>> BEGIN EXCERPT

Rage against the rain

Rage against the rain 
By Walter Ang
August 30, 2000
Philippine Daily Inquirer

The rainy season creates for me a sort of experiencial compound noun. You know how teachers always include a lesson on compound nouns in elementary English classes? Ham and eggs. Salt and pepper. Pork and beans. That kind of thing. It's how two completely independent, separate objects have been melded by chance or choice into a collective whole and therefore considered by the grammar police as a single noun. Uhm, whatever.

I will forever associate rain with the blaring of rickety radios tuned in to AM stations crackling with static and feedback. The background sound of rain prattling ominously on rusted GI sheets punctuated with the husky voices of old invisible men droning on and on about the news and weather updates.

That's my experiencial compound noun: rains and AM radio stations. This point of association is the result of two factors. One, living in a tropical country pelted with incredible monsoon rains almost half of the year. Two, going through years and years of keeping glued to the radio in hopes of hearing an announcement that will cancel classes for the day.

>> END EXCERPT
>> BEGIN MATERIAL

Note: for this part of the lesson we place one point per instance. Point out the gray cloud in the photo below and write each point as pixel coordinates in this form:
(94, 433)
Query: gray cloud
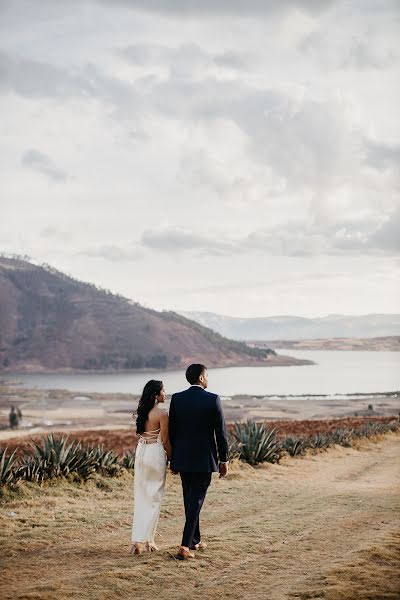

>> END MATERIAL

TASK STATEMENT>
In the essay on rain, which two things does the writer call an "experiencial compound noun"?

EXERCISE RESULT>
Rains and AM radio stations.